◆ **Part of a data file**:
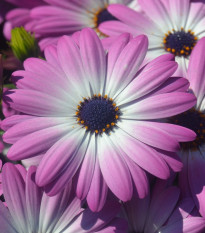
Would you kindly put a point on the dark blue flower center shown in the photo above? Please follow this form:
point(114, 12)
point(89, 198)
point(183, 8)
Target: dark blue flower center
point(98, 114)
point(180, 43)
point(103, 16)
point(194, 120)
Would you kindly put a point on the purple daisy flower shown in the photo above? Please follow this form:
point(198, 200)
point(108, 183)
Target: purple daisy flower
point(94, 114)
point(172, 26)
point(1, 191)
point(19, 16)
point(193, 153)
point(4, 7)
point(31, 210)
point(162, 212)
point(68, 16)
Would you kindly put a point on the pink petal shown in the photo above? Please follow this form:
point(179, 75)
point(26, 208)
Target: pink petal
point(93, 57)
point(114, 170)
point(33, 199)
point(151, 161)
point(196, 70)
point(135, 19)
point(6, 221)
point(187, 225)
point(87, 168)
point(92, 222)
point(196, 174)
point(139, 177)
point(14, 193)
point(32, 125)
point(13, 120)
point(173, 84)
point(148, 133)
point(37, 142)
point(157, 12)
point(127, 64)
point(179, 10)
point(148, 80)
point(161, 106)
point(158, 216)
point(71, 62)
point(37, 103)
point(97, 194)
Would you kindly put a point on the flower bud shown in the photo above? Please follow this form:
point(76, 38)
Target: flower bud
point(23, 44)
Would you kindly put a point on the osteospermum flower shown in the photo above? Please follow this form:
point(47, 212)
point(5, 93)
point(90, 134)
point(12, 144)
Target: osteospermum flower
point(0, 179)
point(68, 16)
point(19, 16)
point(89, 114)
point(31, 210)
point(193, 153)
point(162, 212)
point(172, 26)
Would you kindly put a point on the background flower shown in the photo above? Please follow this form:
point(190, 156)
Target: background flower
point(162, 211)
point(31, 210)
point(172, 26)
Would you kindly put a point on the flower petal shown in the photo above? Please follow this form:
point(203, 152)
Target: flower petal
point(93, 58)
point(160, 106)
point(196, 70)
point(66, 149)
point(158, 216)
point(127, 65)
point(97, 194)
point(114, 169)
point(151, 161)
point(14, 193)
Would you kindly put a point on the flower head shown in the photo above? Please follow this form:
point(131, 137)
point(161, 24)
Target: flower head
point(94, 115)
point(172, 26)
point(31, 210)
point(162, 211)
point(193, 153)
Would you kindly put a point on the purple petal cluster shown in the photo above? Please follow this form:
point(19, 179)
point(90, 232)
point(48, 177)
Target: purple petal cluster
point(104, 129)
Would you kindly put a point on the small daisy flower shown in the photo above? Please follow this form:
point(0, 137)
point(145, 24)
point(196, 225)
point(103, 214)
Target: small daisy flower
point(31, 210)
point(162, 212)
point(19, 16)
point(172, 26)
point(193, 153)
point(68, 16)
point(94, 115)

◆ **Set exercise**: Output every line of the rows from the line containing "Would you kindly put a point on the flower bud" down to the line containing "point(104, 129)", both included, as a JSON list of strings with one string per line and blank lines skipped.

◆ **Written response**:
[
  "Would you kindly put a point on the flower bud shown in the photo above? Please follow this form:",
  "point(76, 38)",
  "Target: flower bud",
  "point(23, 44)",
  "Would you kindly put a point on the osteospermum flower shown in the photo above? Please follow this form:",
  "point(47, 212)",
  "point(5, 93)",
  "point(90, 134)",
  "point(12, 144)",
  "Target: osteospermum flower",
  "point(0, 179)",
  "point(68, 16)",
  "point(19, 16)",
  "point(89, 114)",
  "point(31, 210)",
  "point(193, 153)",
  "point(162, 212)",
  "point(172, 26)",
  "Would you kindly put a point on the background flower shown in the photo above? Please follow this form:",
  "point(190, 156)",
  "Target: background flower",
  "point(162, 211)",
  "point(31, 210)",
  "point(172, 26)",
  "Would you kindly put a point on the flower petal shown in the photo above? Please follow this form:",
  "point(203, 152)",
  "Target: flower petal",
  "point(93, 58)",
  "point(160, 106)",
  "point(196, 70)",
  "point(66, 149)",
  "point(158, 216)",
  "point(127, 65)",
  "point(97, 194)",
  "point(114, 169)",
  "point(151, 161)",
  "point(14, 193)",
  "Would you kindly put a point on the flower head shown in the photo above? Please follow this form:",
  "point(131, 137)",
  "point(161, 24)",
  "Target: flower head",
  "point(94, 115)",
  "point(172, 26)",
  "point(31, 210)",
  "point(162, 211)",
  "point(193, 153)",
  "Would you kindly put a point on the purple petal cluster shown in the photo above? Please follow this form:",
  "point(19, 179)",
  "point(90, 232)",
  "point(48, 177)",
  "Target: purple petal cluster",
  "point(104, 129)"
]